» PROBLEM TO WORK ON:
Reproduce all of the material below word for word, leaving out the pictures.

» GIVEN ENTRIES:
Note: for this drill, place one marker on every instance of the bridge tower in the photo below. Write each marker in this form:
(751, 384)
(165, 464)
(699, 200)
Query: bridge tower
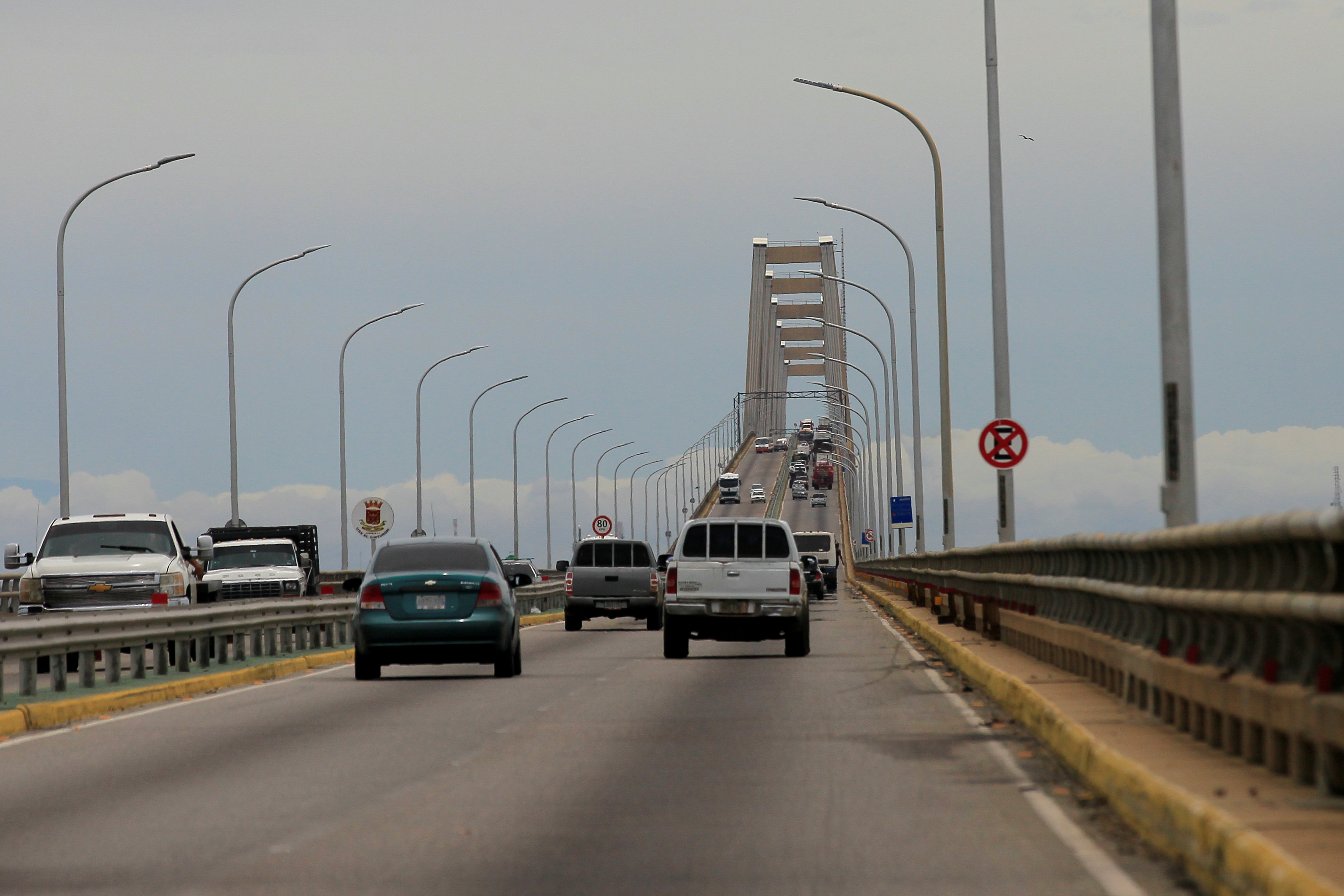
(780, 339)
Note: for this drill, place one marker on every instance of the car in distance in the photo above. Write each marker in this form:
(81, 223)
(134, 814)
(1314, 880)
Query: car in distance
(736, 581)
(612, 578)
(437, 601)
(257, 569)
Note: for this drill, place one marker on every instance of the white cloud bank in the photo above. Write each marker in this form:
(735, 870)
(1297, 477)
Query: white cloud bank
(1062, 488)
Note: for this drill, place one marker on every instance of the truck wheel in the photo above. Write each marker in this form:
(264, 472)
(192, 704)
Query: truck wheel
(799, 644)
(677, 643)
(366, 669)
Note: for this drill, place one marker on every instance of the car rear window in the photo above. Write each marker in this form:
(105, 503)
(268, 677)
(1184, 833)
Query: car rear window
(432, 558)
(612, 554)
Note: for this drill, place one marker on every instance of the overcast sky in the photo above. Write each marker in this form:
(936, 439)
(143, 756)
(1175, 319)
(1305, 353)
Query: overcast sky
(578, 186)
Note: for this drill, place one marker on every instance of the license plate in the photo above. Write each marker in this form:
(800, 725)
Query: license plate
(733, 606)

» WRITTEN RESPONSE:
Note: for this drill, place one marker on every instance of the bridge tower in the photo below. Write each marker in this form:
(751, 384)
(165, 464)
(699, 200)
Query: bridge tower
(780, 339)
Note: for this drill, place one marker on every instance of the car in distance in the photo above. Write each marker in this form:
(81, 223)
(134, 814)
(1314, 880)
Query: car in distance
(736, 581)
(612, 578)
(437, 601)
(257, 569)
Note: for this drill, place one marker on every instance of the white cloud bank in the photo above. Write each marker in this form:
(735, 870)
(1297, 477)
Query: white cloud bank
(1062, 488)
Note: for this drill, place one marker on every instance of the truck wheel in the photo above. Write each marker in this form:
(264, 472)
(192, 704)
Query: truck wheel
(799, 644)
(677, 643)
(366, 669)
Note: for this drill, place one marker on every instance of the car rear window in the photo above. Write each marker in this form:
(105, 503)
(268, 677)
(1184, 833)
Query: car rear window
(432, 558)
(612, 554)
Note: for this drill, place one marker on every instance of the overcast sky in the photo above. Write each marker in this form:
(936, 439)
(143, 756)
(1175, 319)
(1305, 353)
Query: overcast sky
(578, 186)
Note: for this drill, place one marker on every instance of the license plate in the photo above. Write each marker in this form:
(800, 725)
Query: license plate
(733, 606)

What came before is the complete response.